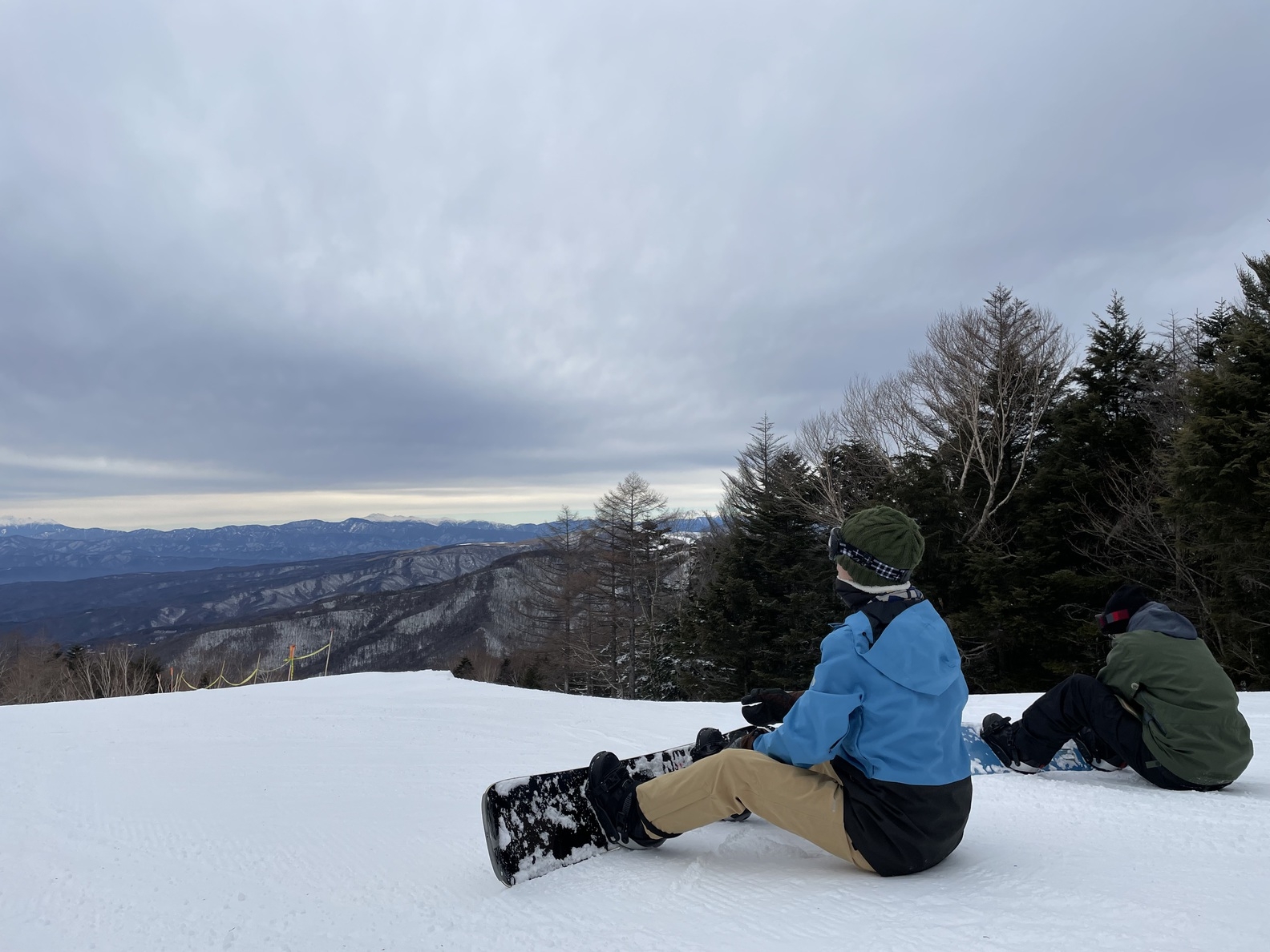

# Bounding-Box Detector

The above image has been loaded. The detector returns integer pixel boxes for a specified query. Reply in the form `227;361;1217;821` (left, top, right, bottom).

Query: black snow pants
1013;674;1227;789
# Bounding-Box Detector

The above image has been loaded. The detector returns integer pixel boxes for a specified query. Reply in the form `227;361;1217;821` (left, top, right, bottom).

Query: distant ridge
0;514;548;584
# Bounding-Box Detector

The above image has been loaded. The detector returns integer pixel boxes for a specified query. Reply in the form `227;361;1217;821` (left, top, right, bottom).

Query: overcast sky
0;0;1270;528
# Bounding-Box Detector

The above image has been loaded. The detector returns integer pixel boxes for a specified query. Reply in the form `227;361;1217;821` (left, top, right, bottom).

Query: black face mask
833;579;874;609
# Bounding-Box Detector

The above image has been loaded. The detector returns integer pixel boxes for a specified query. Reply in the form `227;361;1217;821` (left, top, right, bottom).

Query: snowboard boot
587;750;679;849
689;728;728;763
1072;728;1129;773
979;713;1046;773
689;728;752;822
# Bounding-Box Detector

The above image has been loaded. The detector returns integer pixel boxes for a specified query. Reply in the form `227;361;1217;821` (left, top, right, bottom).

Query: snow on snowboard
480;726;1092;886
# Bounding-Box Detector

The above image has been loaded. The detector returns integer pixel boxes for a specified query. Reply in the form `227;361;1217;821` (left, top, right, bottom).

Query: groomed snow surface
0;672;1270;952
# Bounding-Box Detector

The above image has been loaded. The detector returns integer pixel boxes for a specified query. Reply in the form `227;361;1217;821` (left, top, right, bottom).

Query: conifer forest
515;255;1270;700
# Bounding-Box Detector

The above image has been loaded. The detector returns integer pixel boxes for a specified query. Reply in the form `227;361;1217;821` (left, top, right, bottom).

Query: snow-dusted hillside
--------
> SHORT EXERCISE
Add 26 to every box coordinate in the answers, and write out the material above from its start up to and including the line with "689;728;752;822", keeping every line in that span. Leave the pictures out.

> COMPLETED EXERCISE
# Bounding-Box Detector

The above image has been loaded. The detector returns integer pixel boxes for a specified query. Reply in the form `227;361;1217;821` (left, top, right, bottom).

Query: black snow pants
1039;700;1253;815
# Bounding-Box Detector

The above image has been loaded. The detector returns integer pixel boxes for a specified query. Reply in the form `227;361;1217;821` (left, top, right, bottom).

Query: distant ridge
26;540;574;610
# Bounding-Box Detector

The above image has been loaded. The detector returns integer pixel boxes for a specified query. Reply in the form `227;361;1217;821` (left, top, right, bottom).

Query: overcast sky
26;26;1296;554
# Bounding-Box Detector

The above image has been loaded. The detector returns integer pixel boxes for a specified query. Reply in the form `227;361;1217;821` (left, top, right, bottom).

Query: black face mask
859;605;900;635
# Bounding-Box Detector

The above image has been loaded. The detector returns integer pixel boxes for a specified query. Reply in the form `227;361;1217;821` (left, top, right, bottom).

Query: snowboard boot
613;776;705;875
715;754;754;789
1098;754;1155;799
1005;739;1072;799
715;754;778;848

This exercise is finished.